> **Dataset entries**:
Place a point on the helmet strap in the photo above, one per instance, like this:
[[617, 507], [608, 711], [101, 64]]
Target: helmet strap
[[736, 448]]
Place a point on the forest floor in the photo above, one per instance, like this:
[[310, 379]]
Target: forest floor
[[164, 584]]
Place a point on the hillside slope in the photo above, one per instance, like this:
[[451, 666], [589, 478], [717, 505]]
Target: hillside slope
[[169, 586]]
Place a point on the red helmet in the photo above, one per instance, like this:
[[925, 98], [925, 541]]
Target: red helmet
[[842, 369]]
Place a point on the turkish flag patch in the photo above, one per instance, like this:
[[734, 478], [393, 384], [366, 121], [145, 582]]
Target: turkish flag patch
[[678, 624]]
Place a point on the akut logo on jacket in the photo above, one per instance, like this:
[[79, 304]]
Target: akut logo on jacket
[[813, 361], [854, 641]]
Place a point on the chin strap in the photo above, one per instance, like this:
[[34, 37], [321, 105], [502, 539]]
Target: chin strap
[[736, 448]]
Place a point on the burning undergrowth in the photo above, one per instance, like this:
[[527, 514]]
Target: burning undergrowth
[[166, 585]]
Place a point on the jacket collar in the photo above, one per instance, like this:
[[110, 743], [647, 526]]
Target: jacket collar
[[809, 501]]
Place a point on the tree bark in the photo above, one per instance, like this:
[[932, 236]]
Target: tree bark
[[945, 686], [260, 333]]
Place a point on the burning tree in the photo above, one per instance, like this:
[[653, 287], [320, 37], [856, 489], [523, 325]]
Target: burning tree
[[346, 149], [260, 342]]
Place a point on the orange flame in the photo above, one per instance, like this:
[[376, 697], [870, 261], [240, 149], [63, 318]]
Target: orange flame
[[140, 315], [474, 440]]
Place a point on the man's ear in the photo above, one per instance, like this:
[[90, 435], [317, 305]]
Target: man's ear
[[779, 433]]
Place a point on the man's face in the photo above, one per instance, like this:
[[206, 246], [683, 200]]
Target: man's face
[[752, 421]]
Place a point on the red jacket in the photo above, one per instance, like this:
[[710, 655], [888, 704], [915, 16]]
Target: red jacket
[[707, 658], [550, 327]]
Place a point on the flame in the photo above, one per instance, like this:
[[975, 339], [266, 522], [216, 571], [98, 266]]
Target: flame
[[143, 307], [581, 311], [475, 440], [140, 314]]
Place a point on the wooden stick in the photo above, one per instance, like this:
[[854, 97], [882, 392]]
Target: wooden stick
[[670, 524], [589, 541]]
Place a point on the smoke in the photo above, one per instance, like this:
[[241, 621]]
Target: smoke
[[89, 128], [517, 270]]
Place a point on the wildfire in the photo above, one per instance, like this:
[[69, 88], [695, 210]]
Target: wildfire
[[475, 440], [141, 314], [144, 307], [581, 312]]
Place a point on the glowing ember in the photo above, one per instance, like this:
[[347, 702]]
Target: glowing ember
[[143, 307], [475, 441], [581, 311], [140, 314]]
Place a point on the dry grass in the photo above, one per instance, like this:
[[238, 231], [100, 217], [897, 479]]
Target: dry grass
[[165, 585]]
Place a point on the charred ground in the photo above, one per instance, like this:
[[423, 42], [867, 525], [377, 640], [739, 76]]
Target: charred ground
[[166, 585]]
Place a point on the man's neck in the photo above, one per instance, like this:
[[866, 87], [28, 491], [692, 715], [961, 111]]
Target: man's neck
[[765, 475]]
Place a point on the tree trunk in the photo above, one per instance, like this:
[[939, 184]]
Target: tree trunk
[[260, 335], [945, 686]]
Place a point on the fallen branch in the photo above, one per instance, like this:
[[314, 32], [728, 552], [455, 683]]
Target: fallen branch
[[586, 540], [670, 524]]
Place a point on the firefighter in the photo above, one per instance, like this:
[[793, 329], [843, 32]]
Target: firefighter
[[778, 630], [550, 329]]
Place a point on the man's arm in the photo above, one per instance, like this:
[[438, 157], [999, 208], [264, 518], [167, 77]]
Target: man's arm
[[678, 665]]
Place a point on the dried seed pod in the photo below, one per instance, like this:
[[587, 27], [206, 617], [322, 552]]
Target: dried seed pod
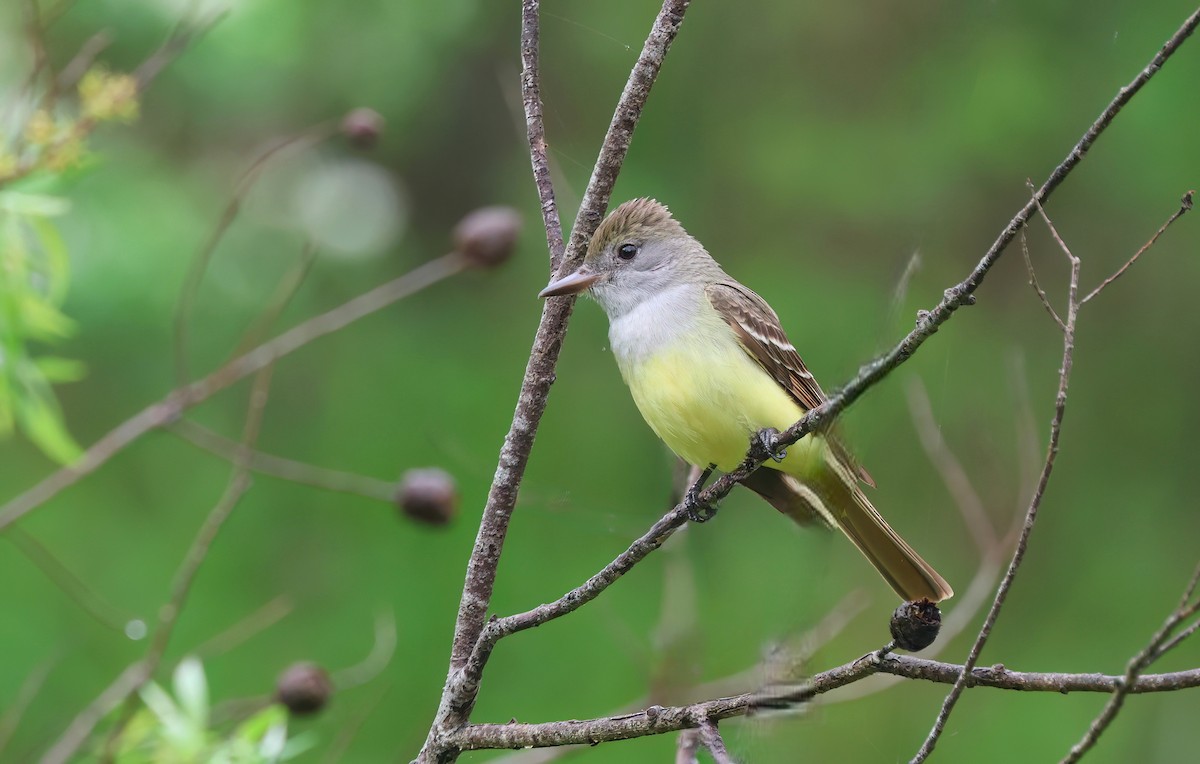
[[427, 495], [915, 625], [487, 235], [363, 127], [304, 689]]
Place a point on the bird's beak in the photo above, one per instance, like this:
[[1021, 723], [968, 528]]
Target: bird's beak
[[571, 284]]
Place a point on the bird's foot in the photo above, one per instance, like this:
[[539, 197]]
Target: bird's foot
[[765, 445], [700, 511]]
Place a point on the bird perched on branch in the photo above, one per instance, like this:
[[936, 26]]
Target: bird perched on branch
[[711, 370]]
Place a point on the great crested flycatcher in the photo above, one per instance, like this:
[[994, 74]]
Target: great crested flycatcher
[[709, 367]]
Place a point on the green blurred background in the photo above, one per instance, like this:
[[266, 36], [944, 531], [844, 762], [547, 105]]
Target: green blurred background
[[815, 149]]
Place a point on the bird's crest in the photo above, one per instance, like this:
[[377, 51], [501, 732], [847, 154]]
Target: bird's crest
[[636, 220]]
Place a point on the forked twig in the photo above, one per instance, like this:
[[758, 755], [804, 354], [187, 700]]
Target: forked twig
[[1157, 647]]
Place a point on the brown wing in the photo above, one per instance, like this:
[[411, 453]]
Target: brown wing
[[762, 336]]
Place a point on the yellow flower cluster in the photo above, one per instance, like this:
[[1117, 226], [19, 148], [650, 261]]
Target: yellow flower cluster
[[105, 96]]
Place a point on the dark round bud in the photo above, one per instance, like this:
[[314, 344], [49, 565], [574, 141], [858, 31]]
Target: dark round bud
[[363, 127], [427, 495], [487, 236], [304, 689], [915, 625]]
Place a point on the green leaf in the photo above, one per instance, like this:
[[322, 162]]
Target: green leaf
[[57, 263], [24, 204], [192, 691], [39, 415]]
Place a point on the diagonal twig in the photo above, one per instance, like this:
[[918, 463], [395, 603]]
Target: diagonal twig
[[1138, 663], [659, 720], [1186, 204], [168, 408], [1037, 287], [459, 693], [1031, 515]]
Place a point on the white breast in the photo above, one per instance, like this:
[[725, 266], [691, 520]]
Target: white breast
[[654, 324]]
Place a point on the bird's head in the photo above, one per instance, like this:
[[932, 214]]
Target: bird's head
[[637, 252]]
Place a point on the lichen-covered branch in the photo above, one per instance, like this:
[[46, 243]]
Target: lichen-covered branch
[[659, 720]]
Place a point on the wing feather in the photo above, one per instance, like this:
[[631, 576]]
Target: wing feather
[[761, 335]]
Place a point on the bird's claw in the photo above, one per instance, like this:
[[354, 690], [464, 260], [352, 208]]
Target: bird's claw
[[766, 445], [699, 511]]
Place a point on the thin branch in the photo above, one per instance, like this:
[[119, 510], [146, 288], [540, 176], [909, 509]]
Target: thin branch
[[457, 696], [183, 36], [928, 322], [1138, 663], [198, 552], [250, 626], [283, 468], [1037, 287], [659, 720], [75, 70], [535, 131], [1068, 353], [1185, 205], [712, 739], [382, 651], [202, 258], [462, 684], [687, 747], [970, 505], [351, 729], [178, 401], [70, 584], [81, 727]]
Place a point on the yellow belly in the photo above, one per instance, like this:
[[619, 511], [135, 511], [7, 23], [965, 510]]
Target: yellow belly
[[707, 402]]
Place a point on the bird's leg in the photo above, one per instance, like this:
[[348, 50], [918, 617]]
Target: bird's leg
[[765, 444], [700, 511]]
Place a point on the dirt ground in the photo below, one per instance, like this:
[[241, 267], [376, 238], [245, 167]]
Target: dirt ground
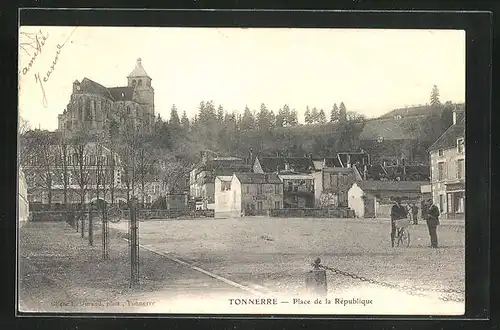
[[59, 271]]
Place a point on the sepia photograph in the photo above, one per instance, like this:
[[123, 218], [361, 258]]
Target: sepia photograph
[[183, 170]]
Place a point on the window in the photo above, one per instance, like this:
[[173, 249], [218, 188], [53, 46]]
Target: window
[[460, 168], [460, 146], [441, 170]]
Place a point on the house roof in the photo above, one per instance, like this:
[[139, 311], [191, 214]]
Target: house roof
[[449, 137], [337, 169], [138, 70], [121, 93], [391, 185], [298, 164], [332, 162], [228, 171], [294, 176], [226, 178], [318, 164], [253, 178]]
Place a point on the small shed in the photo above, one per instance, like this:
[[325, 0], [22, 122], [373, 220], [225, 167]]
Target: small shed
[[374, 199]]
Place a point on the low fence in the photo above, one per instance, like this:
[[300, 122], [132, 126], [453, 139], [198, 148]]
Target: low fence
[[312, 213], [144, 214]]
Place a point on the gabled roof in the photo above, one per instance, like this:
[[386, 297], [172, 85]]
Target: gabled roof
[[338, 169], [449, 138], [225, 178], [254, 178], [332, 162], [298, 164], [121, 93], [408, 186], [92, 87], [139, 70]]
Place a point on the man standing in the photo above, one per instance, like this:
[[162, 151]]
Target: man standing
[[398, 212], [433, 222], [414, 212]]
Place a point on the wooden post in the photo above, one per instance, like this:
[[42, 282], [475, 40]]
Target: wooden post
[[316, 280], [134, 244]]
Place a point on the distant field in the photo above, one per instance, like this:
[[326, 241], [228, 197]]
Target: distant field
[[276, 252]]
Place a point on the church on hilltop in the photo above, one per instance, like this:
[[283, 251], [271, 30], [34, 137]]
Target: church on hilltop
[[93, 108]]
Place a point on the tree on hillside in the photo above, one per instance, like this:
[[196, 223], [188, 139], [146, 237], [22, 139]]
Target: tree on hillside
[[247, 120], [435, 102], [263, 118], [447, 115], [272, 119], [334, 115], [174, 121], [280, 120], [342, 112], [220, 114], [185, 121], [354, 116], [321, 117], [307, 116], [314, 116], [293, 119], [285, 113]]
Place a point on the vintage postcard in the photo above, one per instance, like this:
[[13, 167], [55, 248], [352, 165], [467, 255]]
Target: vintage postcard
[[241, 171]]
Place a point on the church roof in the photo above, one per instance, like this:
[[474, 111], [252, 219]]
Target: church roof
[[91, 87], [139, 70], [122, 93]]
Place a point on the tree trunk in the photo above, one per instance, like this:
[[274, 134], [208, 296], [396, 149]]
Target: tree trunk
[[83, 212]]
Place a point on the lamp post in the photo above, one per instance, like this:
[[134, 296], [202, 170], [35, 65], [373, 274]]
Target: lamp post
[[134, 243]]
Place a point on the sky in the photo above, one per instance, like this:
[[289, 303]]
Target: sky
[[371, 71]]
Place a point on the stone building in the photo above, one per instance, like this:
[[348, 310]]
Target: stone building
[[374, 199], [247, 194], [447, 156], [331, 185], [93, 108]]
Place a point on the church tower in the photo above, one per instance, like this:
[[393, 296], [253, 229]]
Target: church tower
[[143, 92]]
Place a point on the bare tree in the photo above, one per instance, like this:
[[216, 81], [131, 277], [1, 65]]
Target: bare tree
[[80, 171], [40, 158]]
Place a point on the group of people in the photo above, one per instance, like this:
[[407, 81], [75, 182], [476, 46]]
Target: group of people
[[430, 213]]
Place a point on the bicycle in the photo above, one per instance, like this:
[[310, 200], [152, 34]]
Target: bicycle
[[402, 233]]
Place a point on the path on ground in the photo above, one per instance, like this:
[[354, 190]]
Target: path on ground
[[60, 272]]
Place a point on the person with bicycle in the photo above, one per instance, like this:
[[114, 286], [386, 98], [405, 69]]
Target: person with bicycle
[[398, 212]]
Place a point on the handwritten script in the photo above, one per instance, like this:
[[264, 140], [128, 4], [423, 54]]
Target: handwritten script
[[42, 81], [34, 43]]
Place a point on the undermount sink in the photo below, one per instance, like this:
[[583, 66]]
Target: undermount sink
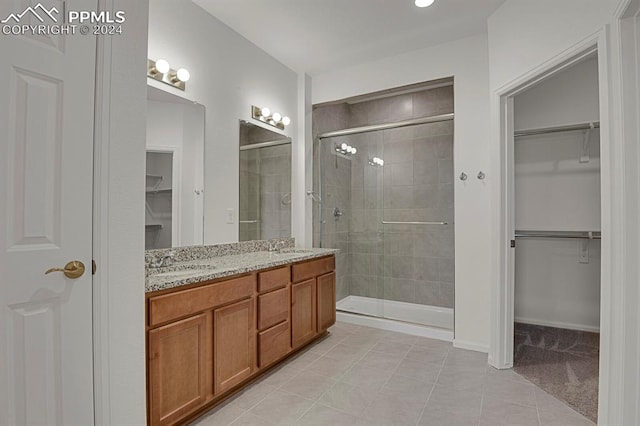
[[191, 270], [294, 251]]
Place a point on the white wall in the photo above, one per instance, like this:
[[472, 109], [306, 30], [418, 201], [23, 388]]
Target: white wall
[[467, 61], [228, 75], [555, 191], [119, 228], [180, 128], [525, 34], [524, 38]]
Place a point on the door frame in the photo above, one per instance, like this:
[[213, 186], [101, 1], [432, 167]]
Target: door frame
[[502, 313], [619, 86]]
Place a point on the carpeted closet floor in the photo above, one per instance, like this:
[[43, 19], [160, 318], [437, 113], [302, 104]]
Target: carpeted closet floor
[[562, 362]]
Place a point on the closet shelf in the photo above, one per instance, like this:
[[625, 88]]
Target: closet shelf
[[588, 235], [153, 181], [159, 191], [569, 128]]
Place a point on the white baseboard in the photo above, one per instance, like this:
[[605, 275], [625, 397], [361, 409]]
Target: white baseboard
[[471, 346], [558, 324]]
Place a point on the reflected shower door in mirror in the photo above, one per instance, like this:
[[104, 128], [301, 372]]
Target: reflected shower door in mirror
[[175, 171], [265, 184]]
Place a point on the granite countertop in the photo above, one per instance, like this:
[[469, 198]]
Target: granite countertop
[[194, 271]]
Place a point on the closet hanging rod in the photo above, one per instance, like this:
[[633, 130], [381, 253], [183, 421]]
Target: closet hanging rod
[[384, 222], [542, 131], [588, 235], [387, 126]]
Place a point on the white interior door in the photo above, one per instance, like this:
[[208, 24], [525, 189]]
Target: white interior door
[[46, 165]]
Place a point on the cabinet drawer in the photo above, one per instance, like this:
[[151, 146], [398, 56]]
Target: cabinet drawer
[[273, 344], [273, 308], [306, 270], [182, 303], [273, 279]]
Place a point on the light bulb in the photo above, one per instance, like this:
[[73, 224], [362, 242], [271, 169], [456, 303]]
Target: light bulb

> **What you will do**: Using the records above, report each line that contains the word "light" by copying it.

> **Reply**:
Place a point on the light bulb in the photo above, one per instance, like this:
Target: light bulb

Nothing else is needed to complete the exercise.